#### [WHAT THE EXERCISE ASKS]
Write out again only the lines running from the one that contains "of the paved" to the end of the records below, including both the first and the last.
* START DATA SUPPLIED *
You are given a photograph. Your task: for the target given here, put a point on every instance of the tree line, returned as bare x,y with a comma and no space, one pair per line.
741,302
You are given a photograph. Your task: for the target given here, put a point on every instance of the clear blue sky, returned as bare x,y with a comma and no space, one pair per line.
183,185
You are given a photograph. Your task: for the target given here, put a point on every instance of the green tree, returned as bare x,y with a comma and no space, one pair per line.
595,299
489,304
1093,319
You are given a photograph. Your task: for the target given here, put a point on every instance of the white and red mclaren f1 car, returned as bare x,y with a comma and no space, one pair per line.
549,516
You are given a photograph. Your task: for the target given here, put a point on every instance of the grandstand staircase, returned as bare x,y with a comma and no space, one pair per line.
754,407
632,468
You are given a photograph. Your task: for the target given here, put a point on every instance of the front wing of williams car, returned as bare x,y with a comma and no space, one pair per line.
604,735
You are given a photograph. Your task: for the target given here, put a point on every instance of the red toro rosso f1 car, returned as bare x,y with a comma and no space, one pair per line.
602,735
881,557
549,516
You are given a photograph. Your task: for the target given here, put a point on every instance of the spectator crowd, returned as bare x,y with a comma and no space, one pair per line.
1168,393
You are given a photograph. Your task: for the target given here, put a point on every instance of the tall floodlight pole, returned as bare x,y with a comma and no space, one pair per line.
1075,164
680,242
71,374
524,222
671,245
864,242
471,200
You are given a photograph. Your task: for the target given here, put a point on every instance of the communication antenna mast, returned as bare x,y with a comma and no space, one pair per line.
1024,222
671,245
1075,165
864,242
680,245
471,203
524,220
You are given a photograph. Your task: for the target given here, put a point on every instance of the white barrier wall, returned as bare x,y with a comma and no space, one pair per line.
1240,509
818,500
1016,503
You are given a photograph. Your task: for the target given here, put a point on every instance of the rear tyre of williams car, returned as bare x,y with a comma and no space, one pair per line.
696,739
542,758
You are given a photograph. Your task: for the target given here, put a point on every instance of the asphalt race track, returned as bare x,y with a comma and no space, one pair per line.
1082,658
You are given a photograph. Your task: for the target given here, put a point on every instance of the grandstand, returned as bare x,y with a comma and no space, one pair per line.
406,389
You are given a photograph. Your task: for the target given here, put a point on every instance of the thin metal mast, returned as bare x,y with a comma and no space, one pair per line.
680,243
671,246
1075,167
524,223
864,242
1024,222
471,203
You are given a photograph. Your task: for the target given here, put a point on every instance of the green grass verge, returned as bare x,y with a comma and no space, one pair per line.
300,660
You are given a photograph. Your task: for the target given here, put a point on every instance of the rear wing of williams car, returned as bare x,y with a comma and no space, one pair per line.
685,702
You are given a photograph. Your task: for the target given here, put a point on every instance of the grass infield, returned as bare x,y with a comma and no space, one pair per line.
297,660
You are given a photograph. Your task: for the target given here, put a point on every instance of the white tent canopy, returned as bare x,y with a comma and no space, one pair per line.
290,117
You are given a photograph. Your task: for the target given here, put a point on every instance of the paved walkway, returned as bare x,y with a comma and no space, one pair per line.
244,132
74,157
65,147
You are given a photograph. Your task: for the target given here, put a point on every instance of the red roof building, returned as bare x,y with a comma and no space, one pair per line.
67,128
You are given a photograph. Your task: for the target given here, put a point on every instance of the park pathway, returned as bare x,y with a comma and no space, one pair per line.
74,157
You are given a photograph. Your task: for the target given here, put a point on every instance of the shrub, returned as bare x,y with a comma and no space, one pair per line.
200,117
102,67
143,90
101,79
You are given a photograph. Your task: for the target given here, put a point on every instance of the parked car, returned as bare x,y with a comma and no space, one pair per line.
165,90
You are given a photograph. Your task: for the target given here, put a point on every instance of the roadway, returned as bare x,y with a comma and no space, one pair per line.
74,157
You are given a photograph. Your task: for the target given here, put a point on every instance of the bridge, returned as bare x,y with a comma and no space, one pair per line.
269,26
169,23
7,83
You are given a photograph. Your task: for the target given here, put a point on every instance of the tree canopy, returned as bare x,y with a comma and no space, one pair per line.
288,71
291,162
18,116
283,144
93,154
* END DATA SUPPLIED *
#### [REPLY]
You are given a photograph. Your task: for the target given here, put a point on every instance of the paved walkway, returned as bare x,y with a comma and no space, one pair per line.
244,132
74,157
65,147
You are given a photograph. Your task: for the target given here, put a point on every instance of the red roof building, returned as bare x,y with a comma and no space, one pair per line.
67,128
You are given a photograph. Your task: for the target given here, put a point on every instance of the park pathway, returned as bare x,y with a comma and no space, one pair per line.
74,157
You are given a photograph. Your task: for the target given here, put a point on every instance of the shrub, returned as bare x,y with a comma and no space, one pair per line.
200,117
102,67
143,90
101,79
You are given a photograph. Your task: for the target given here, put a point on every instance of the parked car, returned as bare x,y with a comma and no space, one pair per line.
165,90
You are given a photograph. Your task: for the target given here, put a point on every instance of the roadway, returned as bare x,y with a comma and no space, one pair per line.
74,157
You are given a photograph. Your task: for the target given here, put a point on every instance of the bridge, returned as bare x,y with a comma and no space, one pair per line.
269,26
169,23
7,83
You are given a photograph. Your task: for the target given here, put a point on every instance of the tree canopy, returned as bare x,y with a comma and no space, one pair per line.
288,71
291,162
18,116
283,144
93,154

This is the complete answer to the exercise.